What is being asked => The listing below is to be output in its exact form.
---
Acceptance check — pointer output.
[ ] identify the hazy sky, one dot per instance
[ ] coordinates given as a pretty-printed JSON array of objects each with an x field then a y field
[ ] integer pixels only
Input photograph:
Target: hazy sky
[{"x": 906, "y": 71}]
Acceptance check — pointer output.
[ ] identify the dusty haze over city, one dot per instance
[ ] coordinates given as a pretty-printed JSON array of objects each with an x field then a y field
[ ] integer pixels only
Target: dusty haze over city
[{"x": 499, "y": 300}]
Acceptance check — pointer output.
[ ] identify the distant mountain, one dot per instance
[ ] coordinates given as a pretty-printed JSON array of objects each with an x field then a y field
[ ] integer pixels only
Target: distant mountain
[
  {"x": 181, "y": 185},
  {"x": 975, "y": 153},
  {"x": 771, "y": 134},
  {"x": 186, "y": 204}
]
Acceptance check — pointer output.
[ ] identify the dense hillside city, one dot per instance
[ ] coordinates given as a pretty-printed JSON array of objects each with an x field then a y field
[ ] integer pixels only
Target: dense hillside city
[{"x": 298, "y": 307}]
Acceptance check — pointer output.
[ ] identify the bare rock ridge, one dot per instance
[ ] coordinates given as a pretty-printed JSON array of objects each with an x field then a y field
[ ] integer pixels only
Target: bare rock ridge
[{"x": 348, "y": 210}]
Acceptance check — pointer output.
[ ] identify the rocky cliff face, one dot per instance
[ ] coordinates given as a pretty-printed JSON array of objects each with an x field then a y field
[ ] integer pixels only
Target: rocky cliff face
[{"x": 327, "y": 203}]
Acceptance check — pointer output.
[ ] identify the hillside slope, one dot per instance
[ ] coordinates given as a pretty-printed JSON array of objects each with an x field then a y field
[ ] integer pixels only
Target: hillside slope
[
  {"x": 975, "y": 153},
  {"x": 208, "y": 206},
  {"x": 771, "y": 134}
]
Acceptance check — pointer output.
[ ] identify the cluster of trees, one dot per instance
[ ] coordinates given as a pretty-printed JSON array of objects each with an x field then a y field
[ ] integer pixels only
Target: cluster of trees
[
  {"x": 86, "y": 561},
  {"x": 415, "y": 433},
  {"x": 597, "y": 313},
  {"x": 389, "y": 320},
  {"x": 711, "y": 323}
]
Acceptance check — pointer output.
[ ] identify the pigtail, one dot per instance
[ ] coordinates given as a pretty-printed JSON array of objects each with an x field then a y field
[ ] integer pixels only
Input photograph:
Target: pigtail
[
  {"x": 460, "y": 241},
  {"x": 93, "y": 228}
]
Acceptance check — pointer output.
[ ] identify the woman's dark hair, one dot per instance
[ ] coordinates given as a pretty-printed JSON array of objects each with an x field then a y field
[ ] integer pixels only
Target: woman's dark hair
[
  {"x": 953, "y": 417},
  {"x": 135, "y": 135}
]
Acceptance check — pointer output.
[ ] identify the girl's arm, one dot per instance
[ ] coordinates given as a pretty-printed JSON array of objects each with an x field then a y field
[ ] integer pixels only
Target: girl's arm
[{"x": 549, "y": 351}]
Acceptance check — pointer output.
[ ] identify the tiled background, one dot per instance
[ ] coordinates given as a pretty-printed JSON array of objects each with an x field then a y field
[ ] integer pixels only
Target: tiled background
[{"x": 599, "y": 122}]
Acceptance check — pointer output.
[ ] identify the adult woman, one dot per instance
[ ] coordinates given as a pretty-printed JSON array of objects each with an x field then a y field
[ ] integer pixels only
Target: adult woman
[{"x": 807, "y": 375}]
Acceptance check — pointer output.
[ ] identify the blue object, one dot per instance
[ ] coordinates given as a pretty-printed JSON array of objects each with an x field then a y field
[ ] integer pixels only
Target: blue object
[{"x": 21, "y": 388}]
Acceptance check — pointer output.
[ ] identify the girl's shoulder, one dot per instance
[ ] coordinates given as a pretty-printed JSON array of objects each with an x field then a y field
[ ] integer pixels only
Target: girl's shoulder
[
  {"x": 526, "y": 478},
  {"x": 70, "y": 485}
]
---
Solution for this task =>
Acceptance check — pointer output.
[ ] identify the hazy sky, one dot per instance
[ ] coordinates given as a pretty-printed JSON array of objects each with an x field then a y field
[ ] integer pixels only
Input photograph:
Target: hazy sky
[{"x": 906, "y": 71}]
Acceptance check — pointer output.
[ ] identify the dusty haze over city, one dot per instance
[ ] coordinates given as a pretty-printed JSON array of objects each with an x field then a y field
[ ] integer pixels only
Target: dusty haze over city
[{"x": 499, "y": 300}]
Acceptance check — pointer output.
[ ] identify the distant mountain, one dot per instance
[ ] coordinates given as a pretty-printed JSON array of objects each with an x field then a y field
[ ] integer pixels only
Target: distant mountain
[
  {"x": 181, "y": 185},
  {"x": 975, "y": 153},
  {"x": 771, "y": 134},
  {"x": 186, "y": 204}
]
Acceptance check — pointer output.
[ ] identify the dense hillside city, one dot per instance
[ ] coordinates given as a pretty-printed JSON array of objects each with an x field then a y field
[ ] integer pixels only
Target: dense hillside city
[{"x": 298, "y": 307}]
Acceptance check — pointer output.
[ ] identify the bare rock ridge, one dot per instance
[ ] coordinates given as a pretty-printed JSON array of objects each with an x field then a y field
[ ] integer pixels only
Target: bare rock ridge
[{"x": 348, "y": 210}]
Acceptance check — pointer output.
[ ] identify the rocky cliff face, one dot per instance
[ ] coordinates given as a pretty-printed JSON array of objects each with an x field then a y field
[ ] integer pixels only
Target: rocky cliff face
[{"x": 327, "y": 203}]
Acceptance check — pointer output.
[ ] identify the hillside slope, one dot per instance
[ ] coordinates given as a pretty-printed JSON array of objects each with an x field then a y field
[ ] integer pixels only
Target: hillside slope
[
  {"x": 975, "y": 153},
  {"x": 208, "y": 206},
  {"x": 771, "y": 134}
]
Acceptance check — pointer output.
[ ] identify the cluster of trees, one dot per instance
[ ] coordinates given as a pretty-printed JSON array of objects each with an x field then a y field
[ ] integer pixels only
Target: cluster of trees
[
  {"x": 86, "y": 561},
  {"x": 415, "y": 433},
  {"x": 597, "y": 313},
  {"x": 389, "y": 320},
  {"x": 711, "y": 323}
]
Acceptance check — pointer output.
[ ] identify the pigtail, one dot per instance
[ ] coordinates given as a pretty-printed JSON array of objects each with an x field then a y field
[ ] integer pixels only
Input photograph:
Target: pigtail
[
  {"x": 460, "y": 241},
  {"x": 93, "y": 228}
]
Acceptance check — pointer output.
[ ] identify the woman's dark hair, one dot per instance
[ ] coordinates given as a pretty-printed JSON array of objects each with an x field then a y field
[ ] integer pixels only
Target: woman's dark hair
[
  {"x": 953, "y": 417},
  {"x": 135, "y": 135}
]
Acceptance check — pointer output.
[ ] identify the girl's arm, one dot per instance
[ ] coordinates given as a pretty-printed JSON array of objects each with an x field then a y field
[ ] integer pixels only
Target: girl's arm
[{"x": 549, "y": 351}]
Acceptance check — pointer output.
[ ] identify the tiled background, one dot per instance
[ ] coordinates given as a pretty-printed JSON array of objects each with an x field then a y field
[ ] integer pixels only
Target: tiled background
[{"x": 599, "y": 122}]
Acceptance check — pointer output.
[ ] identify the adult woman, one dot per instance
[ ] coordinates given as a pretty-printed JSON array of objects each with an x field then a y field
[ ] integer pixels only
Target: adult woman
[{"x": 807, "y": 375}]
Acceptance check — pointer output.
[ ] identify the blue object, one dot per instance
[ ] coordinates given as a pretty-printed JSON array of objects each with an x field then a y field
[ ] integer pixels only
Target: blue object
[{"x": 21, "y": 388}]
Acceptance check — pointer output.
[ ] identify the girl's shoulder, one dot per instance
[ ] coordinates given as a pretty-printed JSON array of objects each with an x field then a y field
[ ] integer pixels only
Target: girl's shoulder
[
  {"x": 526, "y": 478},
  {"x": 70, "y": 485}
]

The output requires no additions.